-------- Texte extrait
ANALYSES

Terres rares, rareté relative et implications géoéconomiques

Tribune
2 août 2010
Par Augustin Roch, chercheur associé à l’IRIS
Terres rares et raretés relatives

L’expression « terres rares », terme scientifique->http://hal.archives-ouvertes.fr/docs/00/24/21/02/PDF/ajp-radium_1904_1_10_106_0.pdf] désignant 17 éléments de la série des lanthanides, porte à confusion puisque certains éléments sont plus communs que des minerais courants. Seuls le dysprosium et le terbium sont réellement rares. Il n’y a donc pas de rareté géologique à proprement parlé mais plus une rareté d’ordre économique (une demande supérieure à l’offre impacte durablement les prix à la hausse) et stratégique (utilisation finale de la ressource et stratégies associées par les acteurs étatiques, financiers et industriels). Par ailleurs, les terres rares sont difficiles à produire et ne sont rentables que si on en trouve en grande concentration. En effet, elles sont souvent un sous produit d’une mine dédiée à un autre minerai. Pour finir, l’utilisation des terres rares leurs confère un caractère stratégique. Il existe ainsi [différentes applications et on retrouve finalement des terres rares dans toute industrie de haute technologie, civile et militaire, du balladeur mp3 au missile en passant par l’éolienne et l’automobile.

Les atouts chinois actuels

La Chine produit plus de 95 à 97 % des métaux issus des terres rares de la planète, résultat engendré par les coûts de production imbattables (faible coût du travail et forte « tolérance » des autorités vis-à-vis des méthodes d’extraction très polluantes). Une cinquantaine d’entreprises, principalement étatiques, opèrent dans ce secteur mais la volonté du gouvernement est en fait de structurer régionalement la production. Alors que Baotou Steel Rare Earth High-Tech contrôle les réserves de terres rares de Mongolie intérieure (75 % environ de l’ensemble des réserves chinoises), China Minmetals Corp. et Chinalco détiennent celles du Jiangxi tandis que les producteurs Jiangxi Copper et China Nonferrous Metal Industry’s Foreign Engineers & Construction Co. possèdent celles du Sichuan et du Guangdong.

La production minière chinoise serait de 120 000 tonnes en 2008 (dont 20 % issue de la contrebande) sur un total mondial de 124 000 tonnes. Néanmoins, les réserves mondiales sont relativement déconcentrées. Si la Chine représente plus d’un tiers des réserves identifiées, l’ex-URSS détient 20 % des réserves, les Etats-Unis 14 % et l’Australie 6 %. Par conséquent, les terres rares sont disponibles partout dans le monde, pour peu que les producteurs investissent et disposent de solutions techniques adéquates permettant de réduire les coûts environnementaux induits par la production. Toutefois, la valeur des terres rares n’est pas proportionnelle à leur importance stratégique. En effet, en 2008, la valeur des transactions atteignait 1,25 milliards de dollars, au niveau mondial (3 milliards attendus en 2015).
----------------
Travail demandé:
a – Recopiez fidèlement le passage de l'article sur les terres rares, depuis « La production minière » jusqu'à « attendus en 2015). ».
b – D'après l'article sur les terres rares, quelle part des réserves chinoises de terres rares se trouve en Mongolie intérieure ?
c – Dressez la liste de toutes les entreprises nommées dans l'article sur les terres rares.
-------- Données sources
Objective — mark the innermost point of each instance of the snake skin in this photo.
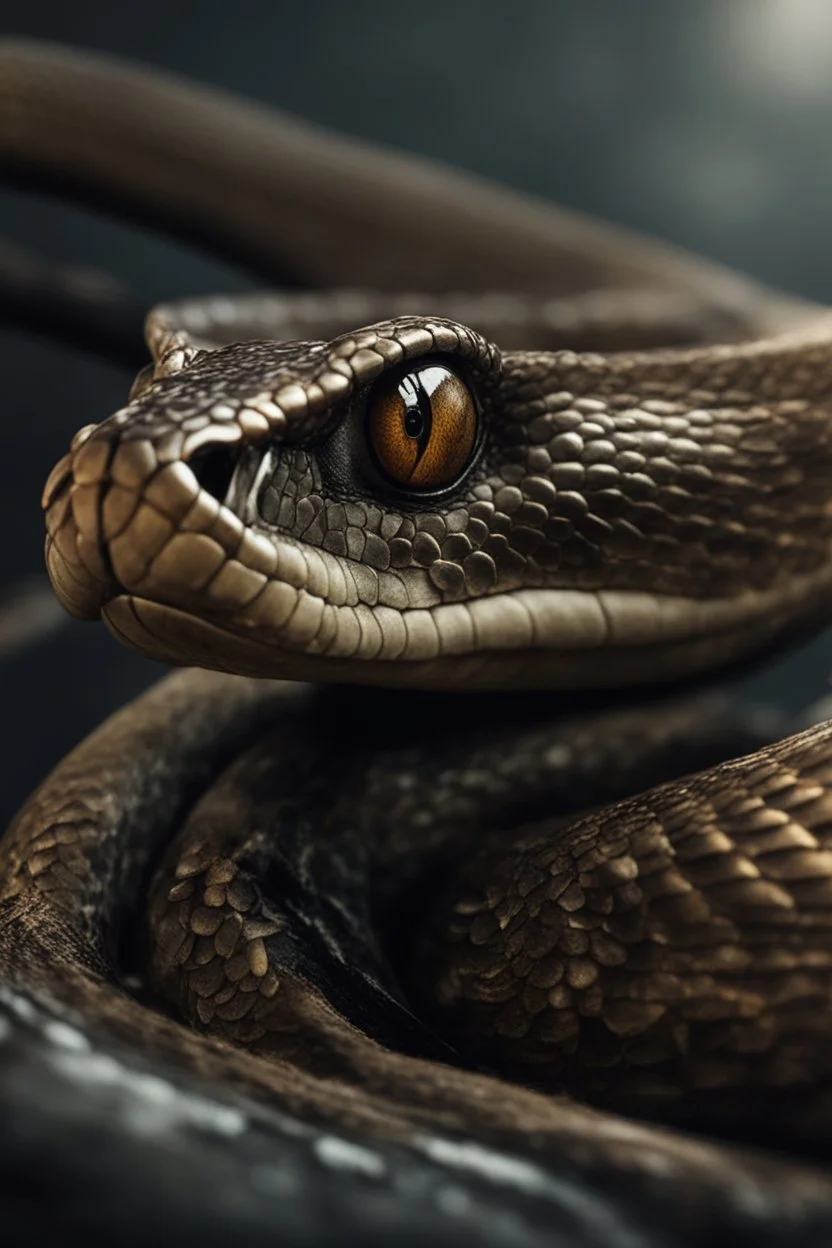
----------------
Réponses par tâche:
a –
La production minière chinoise serait de 120 000 tonnes en 2008 (dont 20 % issue de la contrebande) sur un total mondial de 124 000 tonnes. Néanmoins, les réserves mondiales sont relativement déconcentrées. Si la Chine représente plus d’un tiers des réserves identifiées, l’ex-URSS détient 20 % des réserves, les Etats-Unis 14 % et l’Australie 6 %. Par conséquent, les terres rares sont disponibles partout dans le monde, pour peu que les producteurs investissent et disposent de solutions techniques adéquates permettant de réduire les coûts environnementaux induits par la production. Toutefois, la valeur des terres rares n’est pas proportionnelle à leur importance stratégique. En effet, en 2008, la valeur des transactions atteignait 1,25 milliards de dollars, au niveau mondial (3 milliards attendus en 2015).

b – Environ 75 % de l'ensemble des réserves chinoises.

c –
- Baotou Steel Rare Earth High-Tech
- China Minmetals Corp.
- Chinalco
- Jiangxi Copper
- China Nonferrous Metal Industry's Foreign Engineers & Construction Co.